◆ Written request 1 ◆
In the matrix problem below, replace "reversal law" with "reverse order law" and write out everything from "Always use $(AB)^T" down to "implies $AB = C^T$.".

Question

Let $A = \begin{bmatrix} 2 & x \\ 3 & 1 \end{bmatrix}, B = \begin{bmatrix} 3 & 2 \\ 1 & 4 \end{bmatrix}$ and $C = \begin{bmatrix} 3x+2 & 10 \\ 14-x & 10 \end{bmatrix}$. If $B^T A^T = C$, then the value of $x$ is equal to

• A. 1
• B. 2
• C. 3
• D. 4
• E. 5

Hint:

Always use $(AB)^T = B^T A^T$ to avoid transposing multiple matrices separately. Transpose the final result once to save time.

Answer 1

The Correct Option is B

Step 1: Understanding the Concept:
Using the reversal law of transposes, $B^T A^T = (AB)^T$. Therefore, $(AB)^T = C$, which implies $AB = C^T$.

◆ Written request 2 ◆
State how many lines of the listing contain the string "lamp", counting case as significant. Give only the number.

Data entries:
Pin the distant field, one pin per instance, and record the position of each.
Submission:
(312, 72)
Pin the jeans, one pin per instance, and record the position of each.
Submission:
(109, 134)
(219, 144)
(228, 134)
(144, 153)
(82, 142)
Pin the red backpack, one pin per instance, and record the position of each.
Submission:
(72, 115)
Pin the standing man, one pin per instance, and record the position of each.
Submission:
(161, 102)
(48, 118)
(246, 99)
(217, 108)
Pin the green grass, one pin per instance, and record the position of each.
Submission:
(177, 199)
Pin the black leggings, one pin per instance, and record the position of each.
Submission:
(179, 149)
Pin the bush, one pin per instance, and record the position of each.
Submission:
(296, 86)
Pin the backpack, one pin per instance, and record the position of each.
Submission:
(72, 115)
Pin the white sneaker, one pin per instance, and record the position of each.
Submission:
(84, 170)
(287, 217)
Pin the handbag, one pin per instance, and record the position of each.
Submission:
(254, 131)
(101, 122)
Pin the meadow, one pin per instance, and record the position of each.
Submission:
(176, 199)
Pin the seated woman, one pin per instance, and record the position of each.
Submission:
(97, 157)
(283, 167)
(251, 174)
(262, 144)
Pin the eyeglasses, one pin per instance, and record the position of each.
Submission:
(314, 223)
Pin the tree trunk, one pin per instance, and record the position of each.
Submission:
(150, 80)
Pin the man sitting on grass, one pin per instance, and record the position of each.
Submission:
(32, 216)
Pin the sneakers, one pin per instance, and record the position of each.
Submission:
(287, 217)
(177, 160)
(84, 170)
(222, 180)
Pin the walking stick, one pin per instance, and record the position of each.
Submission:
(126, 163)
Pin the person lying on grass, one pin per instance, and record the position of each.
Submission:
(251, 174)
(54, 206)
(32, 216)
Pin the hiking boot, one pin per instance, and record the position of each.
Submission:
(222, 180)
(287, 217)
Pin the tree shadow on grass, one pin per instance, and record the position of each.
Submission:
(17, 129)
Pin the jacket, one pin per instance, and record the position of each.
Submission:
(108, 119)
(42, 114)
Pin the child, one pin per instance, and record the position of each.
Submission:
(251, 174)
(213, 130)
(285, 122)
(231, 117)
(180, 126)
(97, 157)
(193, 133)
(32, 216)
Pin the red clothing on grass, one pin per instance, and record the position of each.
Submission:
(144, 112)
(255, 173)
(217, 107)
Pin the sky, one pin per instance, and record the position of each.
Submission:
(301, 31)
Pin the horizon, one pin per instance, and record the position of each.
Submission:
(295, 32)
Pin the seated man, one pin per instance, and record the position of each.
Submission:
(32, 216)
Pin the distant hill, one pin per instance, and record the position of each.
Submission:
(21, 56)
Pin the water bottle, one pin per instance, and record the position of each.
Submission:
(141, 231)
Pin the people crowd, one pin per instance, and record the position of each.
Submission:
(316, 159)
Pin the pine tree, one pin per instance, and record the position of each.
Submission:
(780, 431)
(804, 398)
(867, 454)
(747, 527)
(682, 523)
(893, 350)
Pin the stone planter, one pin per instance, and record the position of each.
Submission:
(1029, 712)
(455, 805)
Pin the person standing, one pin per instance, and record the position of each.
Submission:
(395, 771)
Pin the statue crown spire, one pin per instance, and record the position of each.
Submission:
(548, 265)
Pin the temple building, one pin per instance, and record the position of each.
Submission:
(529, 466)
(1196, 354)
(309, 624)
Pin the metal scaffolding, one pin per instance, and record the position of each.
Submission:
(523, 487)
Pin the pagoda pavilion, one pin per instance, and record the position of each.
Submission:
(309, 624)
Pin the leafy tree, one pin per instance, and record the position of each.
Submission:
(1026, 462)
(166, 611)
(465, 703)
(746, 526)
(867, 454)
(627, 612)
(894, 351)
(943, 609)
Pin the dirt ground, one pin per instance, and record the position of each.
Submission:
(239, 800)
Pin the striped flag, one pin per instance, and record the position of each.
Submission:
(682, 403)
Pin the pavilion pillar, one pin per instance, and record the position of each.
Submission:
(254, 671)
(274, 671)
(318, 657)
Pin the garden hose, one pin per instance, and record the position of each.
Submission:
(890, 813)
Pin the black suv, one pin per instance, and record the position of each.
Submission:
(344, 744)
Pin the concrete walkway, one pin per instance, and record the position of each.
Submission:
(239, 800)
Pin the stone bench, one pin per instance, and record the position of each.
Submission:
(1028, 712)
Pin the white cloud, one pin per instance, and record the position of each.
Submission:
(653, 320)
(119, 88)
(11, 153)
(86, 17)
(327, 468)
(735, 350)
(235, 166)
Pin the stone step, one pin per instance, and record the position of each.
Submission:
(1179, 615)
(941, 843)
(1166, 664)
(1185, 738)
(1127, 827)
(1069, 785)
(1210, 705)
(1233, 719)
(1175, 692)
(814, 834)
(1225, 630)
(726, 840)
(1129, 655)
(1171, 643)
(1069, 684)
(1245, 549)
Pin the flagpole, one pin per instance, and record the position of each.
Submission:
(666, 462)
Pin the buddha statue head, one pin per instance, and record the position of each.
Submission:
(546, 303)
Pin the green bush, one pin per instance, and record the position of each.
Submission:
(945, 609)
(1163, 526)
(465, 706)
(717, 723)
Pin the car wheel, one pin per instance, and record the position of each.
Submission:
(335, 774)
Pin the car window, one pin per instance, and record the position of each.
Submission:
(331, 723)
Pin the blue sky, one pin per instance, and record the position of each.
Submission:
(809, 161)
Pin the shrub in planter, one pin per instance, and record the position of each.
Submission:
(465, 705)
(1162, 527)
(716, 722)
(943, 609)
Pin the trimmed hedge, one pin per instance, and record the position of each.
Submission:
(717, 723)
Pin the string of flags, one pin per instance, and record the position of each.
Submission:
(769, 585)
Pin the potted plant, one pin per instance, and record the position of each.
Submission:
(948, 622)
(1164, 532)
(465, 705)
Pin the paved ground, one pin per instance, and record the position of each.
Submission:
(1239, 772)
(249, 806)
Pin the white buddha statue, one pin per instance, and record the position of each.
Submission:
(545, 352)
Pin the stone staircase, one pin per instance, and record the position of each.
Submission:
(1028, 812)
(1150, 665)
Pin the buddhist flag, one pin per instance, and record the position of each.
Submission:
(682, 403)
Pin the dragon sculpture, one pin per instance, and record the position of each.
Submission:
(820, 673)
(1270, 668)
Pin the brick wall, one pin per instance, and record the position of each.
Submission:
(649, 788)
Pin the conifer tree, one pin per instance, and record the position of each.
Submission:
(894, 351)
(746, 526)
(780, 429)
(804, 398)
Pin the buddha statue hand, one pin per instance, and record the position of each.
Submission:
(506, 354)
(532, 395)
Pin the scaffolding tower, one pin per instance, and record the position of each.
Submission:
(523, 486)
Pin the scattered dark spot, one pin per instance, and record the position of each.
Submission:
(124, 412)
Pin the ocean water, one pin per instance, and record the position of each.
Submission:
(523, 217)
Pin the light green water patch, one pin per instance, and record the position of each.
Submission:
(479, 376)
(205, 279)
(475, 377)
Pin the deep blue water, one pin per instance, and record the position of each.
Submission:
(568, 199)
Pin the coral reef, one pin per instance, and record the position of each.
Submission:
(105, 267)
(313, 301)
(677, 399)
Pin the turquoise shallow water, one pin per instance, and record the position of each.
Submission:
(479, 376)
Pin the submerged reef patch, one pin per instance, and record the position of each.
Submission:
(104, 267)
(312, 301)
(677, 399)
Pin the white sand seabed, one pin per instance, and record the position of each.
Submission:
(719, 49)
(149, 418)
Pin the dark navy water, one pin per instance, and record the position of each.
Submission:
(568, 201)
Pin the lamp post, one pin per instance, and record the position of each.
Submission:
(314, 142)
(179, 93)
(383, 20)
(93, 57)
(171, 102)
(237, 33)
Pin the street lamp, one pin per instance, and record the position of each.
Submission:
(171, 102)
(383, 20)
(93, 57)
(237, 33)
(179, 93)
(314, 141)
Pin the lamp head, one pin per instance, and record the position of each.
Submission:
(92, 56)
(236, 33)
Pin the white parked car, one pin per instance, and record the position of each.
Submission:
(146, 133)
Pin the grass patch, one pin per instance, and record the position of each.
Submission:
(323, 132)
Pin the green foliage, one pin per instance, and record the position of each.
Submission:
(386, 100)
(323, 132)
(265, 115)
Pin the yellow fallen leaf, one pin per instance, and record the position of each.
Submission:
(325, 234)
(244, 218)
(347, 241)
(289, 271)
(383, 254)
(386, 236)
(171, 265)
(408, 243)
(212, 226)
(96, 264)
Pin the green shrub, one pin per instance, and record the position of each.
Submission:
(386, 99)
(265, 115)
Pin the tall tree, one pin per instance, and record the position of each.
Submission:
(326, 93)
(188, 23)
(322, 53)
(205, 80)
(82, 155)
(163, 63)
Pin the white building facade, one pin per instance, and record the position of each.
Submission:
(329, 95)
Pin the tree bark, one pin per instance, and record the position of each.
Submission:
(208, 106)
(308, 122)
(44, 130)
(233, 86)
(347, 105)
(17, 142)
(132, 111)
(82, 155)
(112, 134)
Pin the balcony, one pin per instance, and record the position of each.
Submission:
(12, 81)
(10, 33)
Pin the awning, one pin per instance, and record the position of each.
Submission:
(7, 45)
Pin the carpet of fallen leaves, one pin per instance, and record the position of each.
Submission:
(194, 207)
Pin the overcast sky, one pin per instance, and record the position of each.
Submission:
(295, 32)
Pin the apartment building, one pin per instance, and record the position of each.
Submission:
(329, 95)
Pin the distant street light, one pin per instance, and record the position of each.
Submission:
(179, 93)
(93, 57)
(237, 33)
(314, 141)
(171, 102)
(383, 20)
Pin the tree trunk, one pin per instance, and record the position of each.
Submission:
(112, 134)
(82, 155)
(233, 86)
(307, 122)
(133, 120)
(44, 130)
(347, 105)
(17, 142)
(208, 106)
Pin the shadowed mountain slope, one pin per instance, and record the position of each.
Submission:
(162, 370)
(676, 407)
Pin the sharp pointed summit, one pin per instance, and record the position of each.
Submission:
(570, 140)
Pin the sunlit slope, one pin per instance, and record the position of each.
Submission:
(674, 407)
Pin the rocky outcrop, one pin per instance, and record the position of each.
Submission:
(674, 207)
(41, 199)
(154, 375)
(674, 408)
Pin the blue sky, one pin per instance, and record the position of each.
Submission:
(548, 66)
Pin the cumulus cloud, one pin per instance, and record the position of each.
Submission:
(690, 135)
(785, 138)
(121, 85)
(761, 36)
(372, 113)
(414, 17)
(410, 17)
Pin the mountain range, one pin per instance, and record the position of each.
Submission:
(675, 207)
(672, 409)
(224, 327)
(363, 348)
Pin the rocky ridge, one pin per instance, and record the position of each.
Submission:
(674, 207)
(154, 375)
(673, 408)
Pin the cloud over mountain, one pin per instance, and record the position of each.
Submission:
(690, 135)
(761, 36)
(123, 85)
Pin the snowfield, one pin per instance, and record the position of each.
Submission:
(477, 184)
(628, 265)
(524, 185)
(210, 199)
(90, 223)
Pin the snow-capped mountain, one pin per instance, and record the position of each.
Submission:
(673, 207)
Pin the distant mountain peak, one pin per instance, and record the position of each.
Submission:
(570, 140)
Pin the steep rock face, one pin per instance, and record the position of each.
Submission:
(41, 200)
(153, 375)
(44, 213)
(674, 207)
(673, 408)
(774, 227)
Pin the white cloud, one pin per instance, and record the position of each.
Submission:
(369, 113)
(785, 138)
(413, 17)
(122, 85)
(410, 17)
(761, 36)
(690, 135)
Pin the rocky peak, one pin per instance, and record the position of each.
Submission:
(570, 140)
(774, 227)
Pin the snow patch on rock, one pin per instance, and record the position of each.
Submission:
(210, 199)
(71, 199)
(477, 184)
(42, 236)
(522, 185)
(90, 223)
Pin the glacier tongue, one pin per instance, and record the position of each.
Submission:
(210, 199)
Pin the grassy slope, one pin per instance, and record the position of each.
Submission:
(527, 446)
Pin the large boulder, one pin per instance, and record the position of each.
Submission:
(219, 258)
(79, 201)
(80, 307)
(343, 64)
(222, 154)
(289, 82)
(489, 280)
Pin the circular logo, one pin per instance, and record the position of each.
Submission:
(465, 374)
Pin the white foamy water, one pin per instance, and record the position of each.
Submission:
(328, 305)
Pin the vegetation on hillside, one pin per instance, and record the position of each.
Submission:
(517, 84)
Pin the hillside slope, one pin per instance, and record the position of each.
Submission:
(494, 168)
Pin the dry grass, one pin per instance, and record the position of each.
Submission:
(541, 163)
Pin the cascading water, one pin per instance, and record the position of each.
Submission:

◆ Complete response 1 ◆
Always use $(AB)^T = B^T A^T$ to avoid transposing multiple matrices separately. Transpose the final result once to save time.

Answer 1

The Correct Option is B

Step 1: Understanding the Concept:
Using the reverse order law of transposes, $B^T A^T = (AB)^T$. Therefore, $(AB)^T = C$, which implies $AB = C^T$.

◆ Complete response 2 ◆
3